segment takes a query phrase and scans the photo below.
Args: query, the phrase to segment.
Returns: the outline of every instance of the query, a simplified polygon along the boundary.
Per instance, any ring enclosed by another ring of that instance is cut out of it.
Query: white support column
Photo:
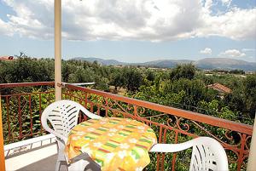
[[[247,171],[255,171],[256,170],[256,113],[253,123],[253,135],[250,146],[250,153],[248,158],[248,163]]]
[[[55,101],[61,100],[61,0],[55,0]]]

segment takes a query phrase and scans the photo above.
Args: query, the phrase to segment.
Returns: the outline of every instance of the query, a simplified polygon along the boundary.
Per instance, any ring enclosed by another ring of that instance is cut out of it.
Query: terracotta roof
[[[14,60],[13,56],[0,56],[0,60]]]
[[[216,89],[219,92],[224,92],[224,93],[231,93],[231,89],[224,85],[222,85],[218,83],[213,83],[213,84],[210,84],[210,85],[207,85],[208,88],[212,88],[213,89]]]

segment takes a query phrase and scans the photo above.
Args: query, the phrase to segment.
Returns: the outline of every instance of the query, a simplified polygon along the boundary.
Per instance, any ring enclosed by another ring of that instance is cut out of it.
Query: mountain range
[[[116,60],[103,60],[101,58],[84,58],[77,57],[72,60],[84,60],[89,62],[97,61],[99,64],[104,66],[151,66],[160,68],[172,68],[177,64],[189,64],[193,63],[198,68],[205,70],[244,70],[246,71],[255,71],[256,62],[247,62],[241,60],[235,60],[230,58],[205,58],[199,60],[160,60],[141,63],[128,63],[120,62]]]

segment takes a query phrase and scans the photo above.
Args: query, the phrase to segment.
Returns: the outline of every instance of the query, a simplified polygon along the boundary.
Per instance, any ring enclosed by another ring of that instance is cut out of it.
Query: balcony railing
[[[0,88],[38,87],[31,93],[3,94],[5,143],[45,134],[40,123],[43,110],[54,101],[53,83],[0,84]],[[6,91],[4,91],[6,92]],[[150,125],[159,143],[181,143],[197,136],[210,136],[226,150],[230,170],[246,168],[253,127],[170,106],[66,84],[62,99],[75,100],[102,117],[131,117]],[[82,116],[79,121],[84,120]],[[189,163],[189,152],[150,154],[147,170],[183,170]],[[186,169],[185,169],[186,170]]]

[Instruction]:
Please recast the lines above as a Markdown table with the columns "Row" and "Text", giving each nonblank line a row number and leaving out blank lines and the picture.

[Solution to this problem]:
| Row | Text |
|---|---|
| 1 | segment takes a query phrase and scans the photo below. |
| 2 | Args: query, the phrase to segment. |
| 3 | Returns: the outline of every instance of the query, a simplified polygon along the boundary. |
| 4 | Per instance, any ring enclosed by another ring of that instance is cut out of it. |
| 5 | Query: white support column |
| 6 | Photo: |
| 7 | [[[247,171],[255,171],[256,170],[256,113],[253,123],[253,135],[250,146],[250,153],[248,158],[248,163]]] |
| 8 | [[[55,101],[61,100],[61,0],[55,0]]] |
| 9 | segment takes a query phrase and scans the photo above. |
| 10 | Args: query, the phrase to segment. |
| 11 | Returns: the outline of every instance of the query, a simplified polygon along the boundary. |
| 12 | Per instance, any ring enclosed by another ring of that instance is cut out of it. |
| 13 | Query: terracotta roof |
| 14 | [[[14,60],[13,56],[0,56],[0,60]]] |
| 15 | [[[216,89],[219,92],[224,92],[224,93],[231,93],[231,89],[224,85],[222,85],[218,83],[213,83],[213,84],[210,84],[210,85],[207,85],[208,88],[212,88],[213,89]]] |
| 16 | segment takes a query phrase and scans the photo above. |
| 17 | Args: query, the phrase to segment. |
| 18 | Returns: the outline of every instance of the query, a simplified polygon along the boundary. |
| 19 | Per instance, any ring enclosed by another ring of that instance is cut out of it. |
| 20 | Query: mountain range |
| 21 | [[[116,60],[103,60],[101,58],[84,58],[77,57],[72,60],[84,60],[89,62],[97,61],[99,64],[104,66],[151,66],[160,68],[172,68],[177,64],[189,64],[193,63],[198,68],[205,70],[244,70],[246,71],[255,71],[256,62],[247,62],[241,60],[235,60],[230,58],[205,58],[199,60],[160,60],[141,63],[128,63],[120,62]]] |
| 22 | segment takes a query phrase and scans the photo above. |
| 23 | Args: query, the phrase to segment. |
| 24 | Returns: the outline of every instance of the query, a simplified polygon along the boundary. |
| 25 | Per instance, any ring enclosed by another ring of that instance is cut out of it. |
| 26 | Query: balcony railing |
| 27 | [[[0,88],[38,87],[31,93],[3,94],[5,143],[45,134],[40,123],[43,110],[54,101],[53,83],[0,84]],[[6,91],[4,91],[6,92]],[[150,125],[159,143],[181,143],[197,136],[210,136],[226,150],[230,170],[246,168],[253,127],[170,106],[66,84],[62,99],[75,100],[102,117],[131,117]],[[82,116],[79,121],[84,120]],[[189,163],[189,152],[150,154],[147,170],[183,170]],[[186,169],[185,169],[186,170]]] |